-- SHORT TASK 1 --
In the text about Beyoncé's album, which two songs are said to open and close the work?

┌─ SELECTED TEXT

This album is the AOTY because “AMERIICAN REQUIEM” and “AMEN” mirror each other, opening and closing the work with a commentary on racism being America’s original sin and how her generation and following ones seek to rebuild a broken nation. It deserved AOTY because “BLACKBIIRD” is about a Black woman who struggles in the face of adversity and eventually prevails, and Beyoncé is a blackbird in her own right given the discrimination she faced at the CMAs.
It deserved AOTY because of the parallelism in “16 CARRIAGES” in which she sings, “only God knows,” having a double meaning of “only got Knowles” as she details the hardships of losing her innocence to her career as an adolescent. Her ability to bend the concept of genre with “SPAGHETTII” seamlessly is why this deserved AOTY.

└─

-- SHORT TASK 2 --
From the records below, extract every line that contains the string "player". Case counts.

┌─ RECORD LIST

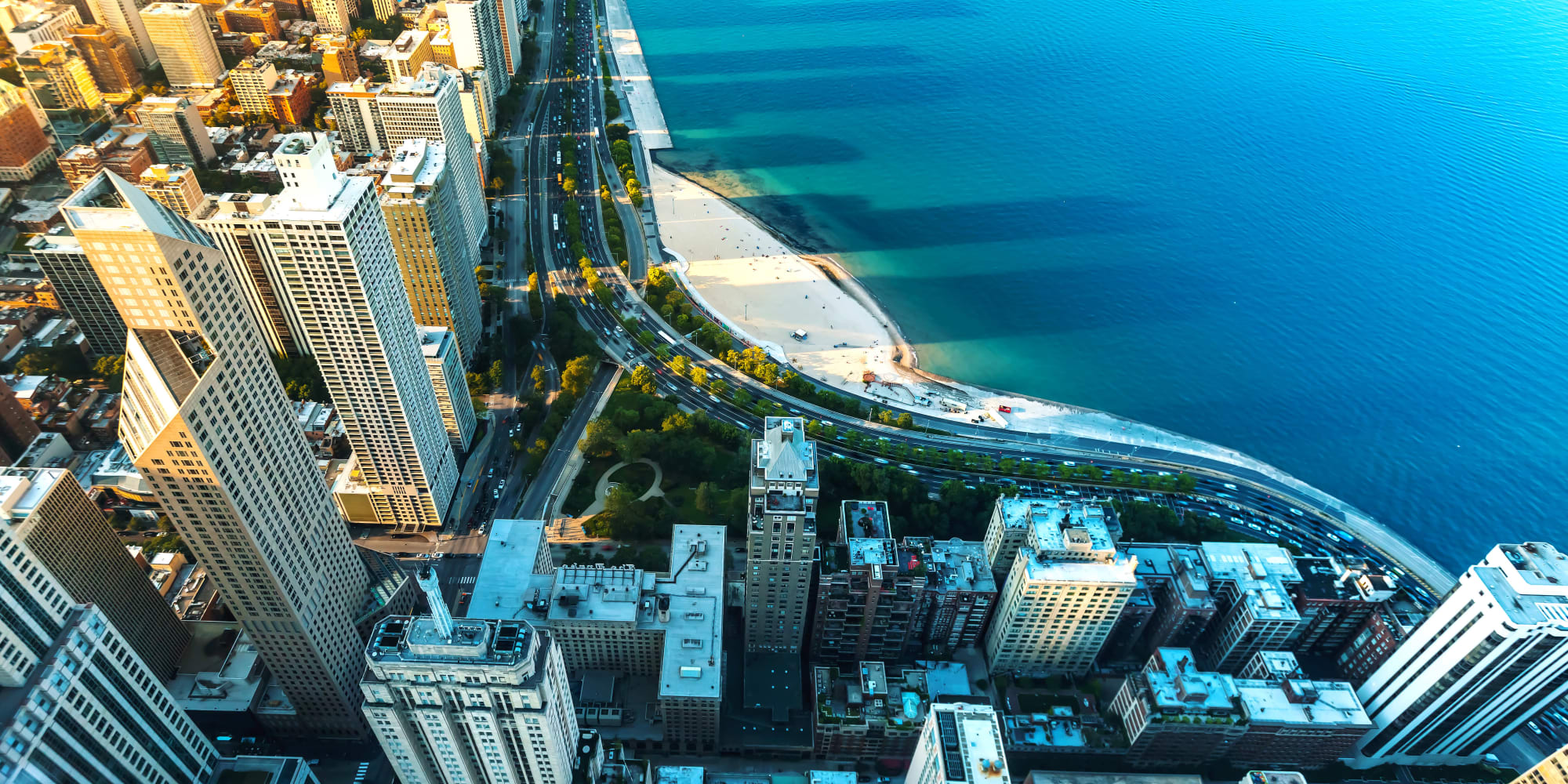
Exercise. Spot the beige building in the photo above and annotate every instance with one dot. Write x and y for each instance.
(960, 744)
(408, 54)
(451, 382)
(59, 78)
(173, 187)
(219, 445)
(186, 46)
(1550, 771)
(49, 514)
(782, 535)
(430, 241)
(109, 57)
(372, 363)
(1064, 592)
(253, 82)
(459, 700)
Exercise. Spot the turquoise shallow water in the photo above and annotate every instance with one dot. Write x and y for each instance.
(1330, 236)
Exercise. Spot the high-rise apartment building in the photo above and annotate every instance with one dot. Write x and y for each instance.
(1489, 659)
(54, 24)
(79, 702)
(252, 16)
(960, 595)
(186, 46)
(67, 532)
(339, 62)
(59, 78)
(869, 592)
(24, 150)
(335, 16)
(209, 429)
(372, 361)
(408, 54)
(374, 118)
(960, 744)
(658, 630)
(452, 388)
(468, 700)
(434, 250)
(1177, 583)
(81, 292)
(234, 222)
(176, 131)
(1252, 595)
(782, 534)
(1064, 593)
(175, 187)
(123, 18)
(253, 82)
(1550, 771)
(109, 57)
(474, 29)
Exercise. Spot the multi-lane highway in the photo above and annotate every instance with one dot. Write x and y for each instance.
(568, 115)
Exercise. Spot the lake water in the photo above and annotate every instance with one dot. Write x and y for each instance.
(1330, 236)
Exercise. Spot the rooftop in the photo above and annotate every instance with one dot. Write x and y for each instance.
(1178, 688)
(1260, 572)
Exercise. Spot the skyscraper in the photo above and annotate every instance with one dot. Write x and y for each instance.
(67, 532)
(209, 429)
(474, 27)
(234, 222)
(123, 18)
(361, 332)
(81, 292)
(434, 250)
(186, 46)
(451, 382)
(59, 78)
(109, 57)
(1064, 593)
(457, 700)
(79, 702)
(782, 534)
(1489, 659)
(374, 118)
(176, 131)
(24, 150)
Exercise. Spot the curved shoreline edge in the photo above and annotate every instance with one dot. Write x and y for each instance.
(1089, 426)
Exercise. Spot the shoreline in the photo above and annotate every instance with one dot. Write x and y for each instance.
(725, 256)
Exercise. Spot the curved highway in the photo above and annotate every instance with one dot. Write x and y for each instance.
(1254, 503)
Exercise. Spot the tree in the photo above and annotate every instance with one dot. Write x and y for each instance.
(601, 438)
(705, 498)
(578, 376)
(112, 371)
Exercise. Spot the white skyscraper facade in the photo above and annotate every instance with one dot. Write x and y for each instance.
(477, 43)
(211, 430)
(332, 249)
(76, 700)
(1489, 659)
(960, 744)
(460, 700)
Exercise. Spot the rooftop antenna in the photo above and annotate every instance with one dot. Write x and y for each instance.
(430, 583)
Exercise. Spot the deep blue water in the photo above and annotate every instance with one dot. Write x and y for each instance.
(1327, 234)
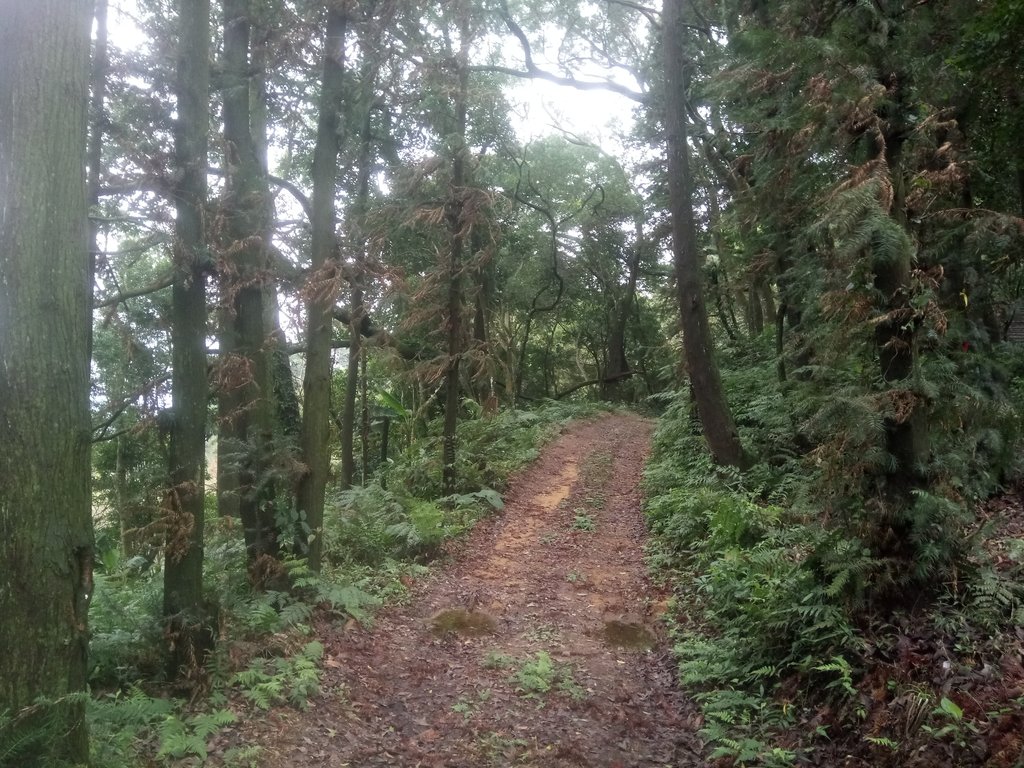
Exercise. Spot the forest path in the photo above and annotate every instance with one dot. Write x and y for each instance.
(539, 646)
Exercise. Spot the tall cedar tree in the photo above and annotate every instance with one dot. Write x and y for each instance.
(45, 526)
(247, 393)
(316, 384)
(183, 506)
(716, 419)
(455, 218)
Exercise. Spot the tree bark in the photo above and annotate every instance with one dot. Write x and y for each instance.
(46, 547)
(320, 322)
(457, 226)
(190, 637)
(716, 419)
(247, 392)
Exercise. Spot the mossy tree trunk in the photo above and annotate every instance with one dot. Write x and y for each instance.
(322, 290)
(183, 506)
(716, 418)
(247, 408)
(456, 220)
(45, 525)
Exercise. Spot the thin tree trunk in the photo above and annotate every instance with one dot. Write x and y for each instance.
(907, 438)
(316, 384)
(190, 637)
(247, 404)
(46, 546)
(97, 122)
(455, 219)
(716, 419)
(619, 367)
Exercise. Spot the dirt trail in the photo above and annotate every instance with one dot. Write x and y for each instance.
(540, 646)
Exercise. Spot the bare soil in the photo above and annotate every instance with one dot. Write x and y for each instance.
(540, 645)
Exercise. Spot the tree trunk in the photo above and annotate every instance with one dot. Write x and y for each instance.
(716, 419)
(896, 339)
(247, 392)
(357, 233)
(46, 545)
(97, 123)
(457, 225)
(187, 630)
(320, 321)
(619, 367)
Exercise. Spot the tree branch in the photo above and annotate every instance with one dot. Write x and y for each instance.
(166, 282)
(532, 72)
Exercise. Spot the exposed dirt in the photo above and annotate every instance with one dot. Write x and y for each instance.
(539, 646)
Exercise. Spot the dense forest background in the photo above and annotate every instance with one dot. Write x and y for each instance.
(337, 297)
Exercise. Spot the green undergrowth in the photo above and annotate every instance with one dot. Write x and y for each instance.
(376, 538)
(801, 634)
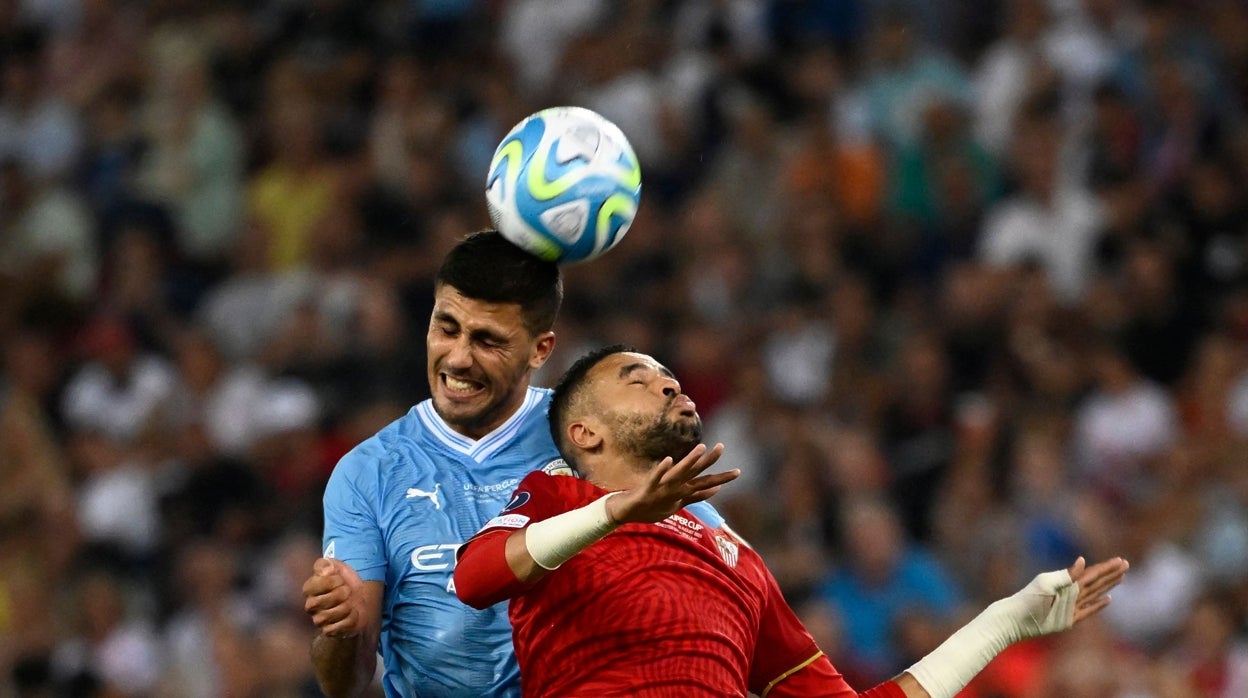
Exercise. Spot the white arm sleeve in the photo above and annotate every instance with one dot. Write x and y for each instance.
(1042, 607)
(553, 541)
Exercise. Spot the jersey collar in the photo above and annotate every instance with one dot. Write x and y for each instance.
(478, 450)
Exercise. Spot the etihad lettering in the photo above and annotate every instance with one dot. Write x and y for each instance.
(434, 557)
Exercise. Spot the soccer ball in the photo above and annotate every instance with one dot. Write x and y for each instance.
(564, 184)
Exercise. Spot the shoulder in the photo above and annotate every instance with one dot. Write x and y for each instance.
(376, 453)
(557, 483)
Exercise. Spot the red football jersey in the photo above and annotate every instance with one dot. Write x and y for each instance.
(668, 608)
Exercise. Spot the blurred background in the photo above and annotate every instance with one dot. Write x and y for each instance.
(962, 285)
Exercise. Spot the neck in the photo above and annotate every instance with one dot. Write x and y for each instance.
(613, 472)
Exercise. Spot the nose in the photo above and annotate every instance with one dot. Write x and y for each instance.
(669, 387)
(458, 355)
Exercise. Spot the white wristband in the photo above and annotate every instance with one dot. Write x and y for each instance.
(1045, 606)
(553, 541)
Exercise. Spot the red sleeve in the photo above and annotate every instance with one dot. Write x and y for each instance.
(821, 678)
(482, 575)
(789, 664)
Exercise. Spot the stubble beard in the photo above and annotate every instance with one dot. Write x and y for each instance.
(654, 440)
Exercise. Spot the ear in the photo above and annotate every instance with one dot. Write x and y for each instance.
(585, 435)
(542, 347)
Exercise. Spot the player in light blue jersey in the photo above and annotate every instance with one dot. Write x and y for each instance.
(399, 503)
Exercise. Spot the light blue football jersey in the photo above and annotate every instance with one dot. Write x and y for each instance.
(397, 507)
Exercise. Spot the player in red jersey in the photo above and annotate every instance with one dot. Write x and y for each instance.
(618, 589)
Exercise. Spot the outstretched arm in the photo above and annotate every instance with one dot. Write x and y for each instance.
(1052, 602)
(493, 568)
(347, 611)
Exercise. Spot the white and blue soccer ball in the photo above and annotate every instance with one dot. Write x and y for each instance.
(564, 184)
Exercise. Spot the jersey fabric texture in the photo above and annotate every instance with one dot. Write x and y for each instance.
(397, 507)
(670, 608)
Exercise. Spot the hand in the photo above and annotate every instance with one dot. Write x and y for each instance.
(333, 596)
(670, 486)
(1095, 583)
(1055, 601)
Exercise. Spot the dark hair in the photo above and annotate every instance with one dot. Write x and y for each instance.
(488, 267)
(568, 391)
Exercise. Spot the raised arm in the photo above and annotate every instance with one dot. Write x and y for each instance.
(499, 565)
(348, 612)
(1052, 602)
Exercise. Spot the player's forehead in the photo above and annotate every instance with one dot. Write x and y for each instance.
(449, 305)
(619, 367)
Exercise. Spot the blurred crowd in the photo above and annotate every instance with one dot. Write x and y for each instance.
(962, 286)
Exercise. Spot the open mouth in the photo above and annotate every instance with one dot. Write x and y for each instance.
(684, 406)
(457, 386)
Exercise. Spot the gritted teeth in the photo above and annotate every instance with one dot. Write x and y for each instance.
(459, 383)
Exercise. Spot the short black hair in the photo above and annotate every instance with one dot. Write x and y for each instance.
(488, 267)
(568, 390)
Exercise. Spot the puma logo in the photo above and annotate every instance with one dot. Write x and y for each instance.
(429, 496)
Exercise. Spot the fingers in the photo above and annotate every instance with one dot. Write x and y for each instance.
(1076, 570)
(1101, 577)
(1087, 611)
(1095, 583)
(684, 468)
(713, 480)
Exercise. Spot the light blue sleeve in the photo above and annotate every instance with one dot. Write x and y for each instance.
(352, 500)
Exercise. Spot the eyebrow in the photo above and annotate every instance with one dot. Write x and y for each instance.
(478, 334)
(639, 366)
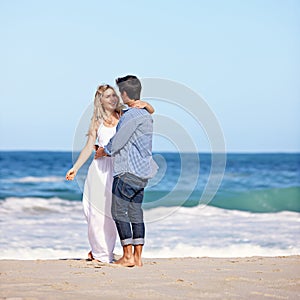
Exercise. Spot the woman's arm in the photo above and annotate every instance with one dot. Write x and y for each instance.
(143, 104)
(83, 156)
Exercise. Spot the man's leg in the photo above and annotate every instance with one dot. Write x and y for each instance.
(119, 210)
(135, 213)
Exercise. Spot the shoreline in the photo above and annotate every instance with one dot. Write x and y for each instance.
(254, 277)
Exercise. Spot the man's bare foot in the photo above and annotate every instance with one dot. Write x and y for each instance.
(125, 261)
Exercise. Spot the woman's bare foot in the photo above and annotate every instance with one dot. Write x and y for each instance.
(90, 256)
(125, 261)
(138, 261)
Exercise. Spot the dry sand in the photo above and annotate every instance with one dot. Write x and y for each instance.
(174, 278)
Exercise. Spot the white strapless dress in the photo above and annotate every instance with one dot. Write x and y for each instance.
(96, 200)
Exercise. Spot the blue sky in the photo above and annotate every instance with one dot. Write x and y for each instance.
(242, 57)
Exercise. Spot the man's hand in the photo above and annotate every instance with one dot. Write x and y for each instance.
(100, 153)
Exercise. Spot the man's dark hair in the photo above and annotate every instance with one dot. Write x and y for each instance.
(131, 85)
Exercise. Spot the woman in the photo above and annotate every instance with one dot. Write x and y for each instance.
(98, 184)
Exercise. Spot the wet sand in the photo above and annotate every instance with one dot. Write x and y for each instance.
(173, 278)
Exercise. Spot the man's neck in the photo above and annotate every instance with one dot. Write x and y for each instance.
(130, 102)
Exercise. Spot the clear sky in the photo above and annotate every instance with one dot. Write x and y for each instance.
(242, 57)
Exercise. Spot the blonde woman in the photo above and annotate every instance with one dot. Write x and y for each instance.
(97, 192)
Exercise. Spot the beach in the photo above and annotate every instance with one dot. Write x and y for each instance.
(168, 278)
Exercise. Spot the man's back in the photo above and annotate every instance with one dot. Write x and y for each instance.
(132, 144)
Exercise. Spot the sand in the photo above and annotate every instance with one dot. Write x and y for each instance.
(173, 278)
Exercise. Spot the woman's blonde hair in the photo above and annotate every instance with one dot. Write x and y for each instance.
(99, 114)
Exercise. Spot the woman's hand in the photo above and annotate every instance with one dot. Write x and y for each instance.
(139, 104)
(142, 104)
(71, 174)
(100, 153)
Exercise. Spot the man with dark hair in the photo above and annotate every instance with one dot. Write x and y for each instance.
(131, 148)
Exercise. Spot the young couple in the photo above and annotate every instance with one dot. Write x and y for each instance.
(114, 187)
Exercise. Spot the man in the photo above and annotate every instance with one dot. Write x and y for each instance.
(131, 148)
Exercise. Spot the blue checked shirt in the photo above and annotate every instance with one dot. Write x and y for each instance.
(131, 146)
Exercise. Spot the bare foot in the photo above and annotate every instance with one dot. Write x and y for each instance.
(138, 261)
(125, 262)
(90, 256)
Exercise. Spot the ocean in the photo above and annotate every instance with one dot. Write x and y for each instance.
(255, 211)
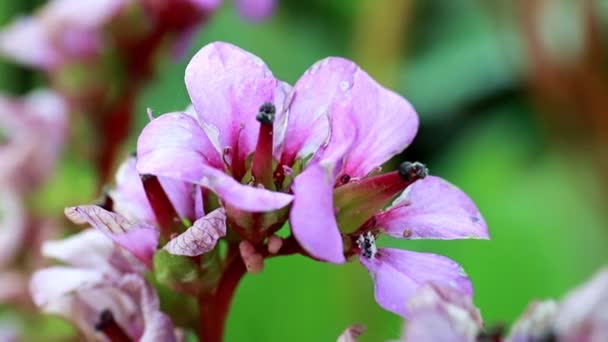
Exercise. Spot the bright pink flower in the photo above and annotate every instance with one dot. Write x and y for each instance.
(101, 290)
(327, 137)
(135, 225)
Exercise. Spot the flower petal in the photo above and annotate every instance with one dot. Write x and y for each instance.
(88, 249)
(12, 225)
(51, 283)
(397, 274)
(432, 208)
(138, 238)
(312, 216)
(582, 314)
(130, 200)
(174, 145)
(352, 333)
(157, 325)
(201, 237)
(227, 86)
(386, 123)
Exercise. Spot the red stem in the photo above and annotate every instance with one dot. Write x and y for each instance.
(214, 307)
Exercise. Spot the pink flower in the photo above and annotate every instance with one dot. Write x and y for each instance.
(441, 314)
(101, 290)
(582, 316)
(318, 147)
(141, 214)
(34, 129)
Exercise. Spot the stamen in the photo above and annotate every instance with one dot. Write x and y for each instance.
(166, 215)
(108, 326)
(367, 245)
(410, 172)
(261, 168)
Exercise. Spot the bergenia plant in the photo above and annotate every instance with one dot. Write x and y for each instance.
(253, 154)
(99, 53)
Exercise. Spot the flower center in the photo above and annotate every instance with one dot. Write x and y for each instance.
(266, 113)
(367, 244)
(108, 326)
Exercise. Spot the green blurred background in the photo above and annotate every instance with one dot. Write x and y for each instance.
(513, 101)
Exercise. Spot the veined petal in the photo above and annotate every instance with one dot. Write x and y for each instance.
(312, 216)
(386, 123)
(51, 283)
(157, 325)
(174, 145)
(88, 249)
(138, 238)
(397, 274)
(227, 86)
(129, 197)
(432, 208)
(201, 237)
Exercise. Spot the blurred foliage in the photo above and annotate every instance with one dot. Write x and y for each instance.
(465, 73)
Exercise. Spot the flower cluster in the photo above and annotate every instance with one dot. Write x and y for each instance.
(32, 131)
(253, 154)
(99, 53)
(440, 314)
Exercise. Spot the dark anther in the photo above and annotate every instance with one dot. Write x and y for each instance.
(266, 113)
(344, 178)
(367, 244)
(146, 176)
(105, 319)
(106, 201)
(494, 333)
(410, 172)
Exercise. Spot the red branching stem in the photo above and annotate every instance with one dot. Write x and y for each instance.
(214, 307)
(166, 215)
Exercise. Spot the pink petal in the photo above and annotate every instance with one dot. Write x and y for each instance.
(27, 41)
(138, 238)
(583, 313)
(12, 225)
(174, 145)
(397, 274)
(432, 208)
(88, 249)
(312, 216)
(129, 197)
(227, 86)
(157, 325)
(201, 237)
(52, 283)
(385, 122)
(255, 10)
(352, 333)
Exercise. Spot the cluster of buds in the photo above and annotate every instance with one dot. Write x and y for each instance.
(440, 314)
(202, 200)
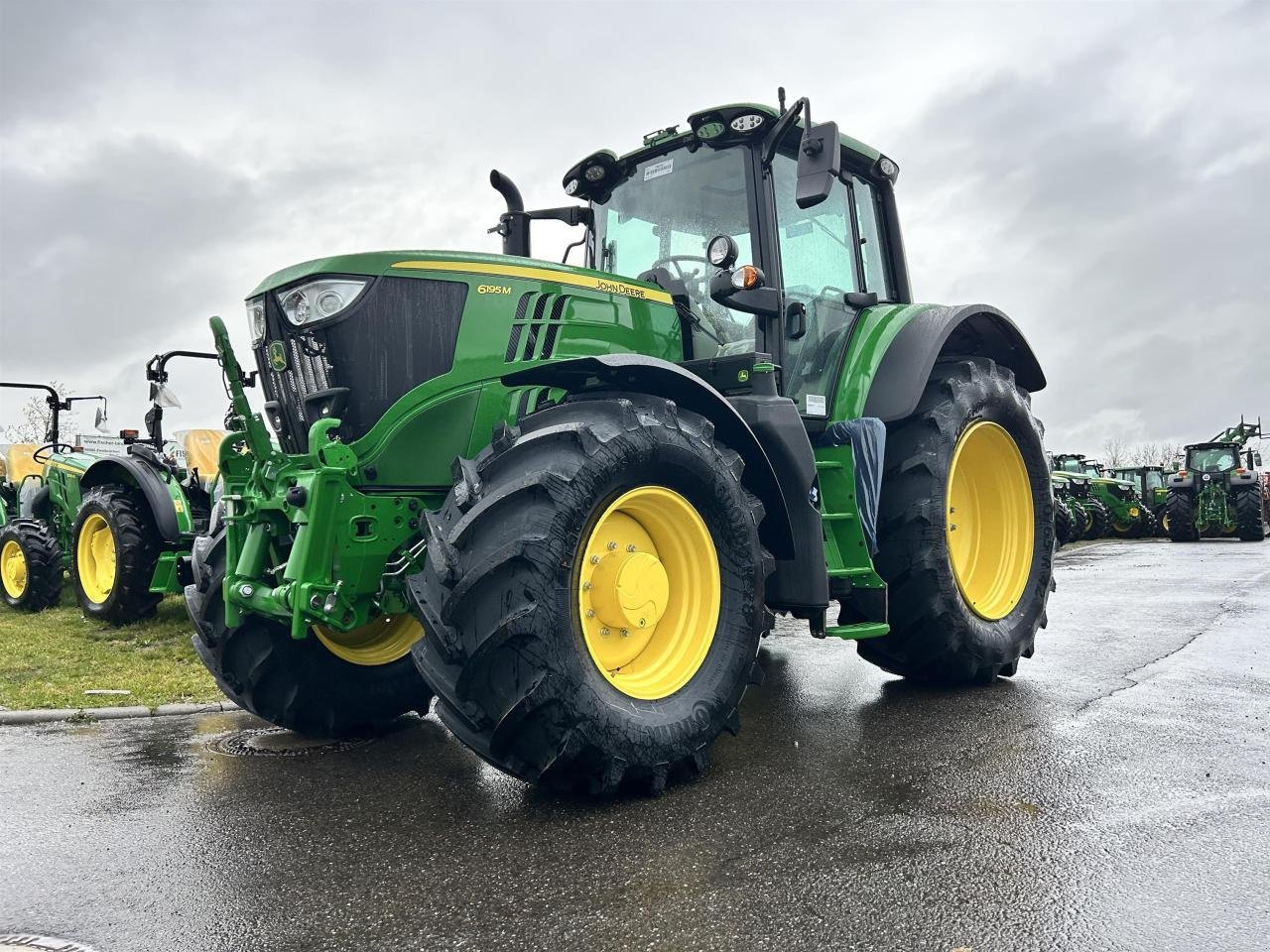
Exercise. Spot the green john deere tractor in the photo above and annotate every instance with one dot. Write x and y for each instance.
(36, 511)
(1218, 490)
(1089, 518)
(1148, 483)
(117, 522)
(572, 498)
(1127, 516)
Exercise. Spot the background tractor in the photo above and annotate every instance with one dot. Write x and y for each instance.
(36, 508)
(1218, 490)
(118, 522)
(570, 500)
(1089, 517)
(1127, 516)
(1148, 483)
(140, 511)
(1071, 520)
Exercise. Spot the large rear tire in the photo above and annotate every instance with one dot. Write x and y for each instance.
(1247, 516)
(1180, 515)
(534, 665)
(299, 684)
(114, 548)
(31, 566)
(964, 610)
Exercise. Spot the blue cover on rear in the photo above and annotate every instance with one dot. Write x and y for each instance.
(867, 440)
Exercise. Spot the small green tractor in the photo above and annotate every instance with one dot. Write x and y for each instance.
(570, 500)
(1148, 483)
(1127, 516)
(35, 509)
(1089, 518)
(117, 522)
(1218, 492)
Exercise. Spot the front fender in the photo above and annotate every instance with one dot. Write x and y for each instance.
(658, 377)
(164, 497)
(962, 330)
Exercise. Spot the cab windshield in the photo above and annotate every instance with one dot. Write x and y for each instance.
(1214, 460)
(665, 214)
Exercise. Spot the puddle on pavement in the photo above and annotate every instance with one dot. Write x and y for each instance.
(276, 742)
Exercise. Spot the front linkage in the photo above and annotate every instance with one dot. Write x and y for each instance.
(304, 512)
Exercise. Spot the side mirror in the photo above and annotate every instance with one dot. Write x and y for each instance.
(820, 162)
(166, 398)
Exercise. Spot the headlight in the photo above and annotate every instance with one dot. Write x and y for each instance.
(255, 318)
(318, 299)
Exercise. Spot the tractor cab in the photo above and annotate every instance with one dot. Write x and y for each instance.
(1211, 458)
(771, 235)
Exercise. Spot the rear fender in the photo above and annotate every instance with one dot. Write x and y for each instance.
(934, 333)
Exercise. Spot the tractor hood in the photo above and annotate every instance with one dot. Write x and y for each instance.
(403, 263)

└─

-- FINAL ANSWER 1 --
"AMERIICAN REQUIEM" and "AMEN."

-- FINAL ANSWER 2 --
Exercise. Spot the player in light blue jersey in the photo above and annotate every instance with one dot. Write x and y for each instance.
Exercise. Spot the player in red jersey in the photo above and annotate every instance with one dot. Write x and y for each instance.
Exercise. Spot the player's forehead in the photo above and annotate every instance with one dot. Write x and y for each instance.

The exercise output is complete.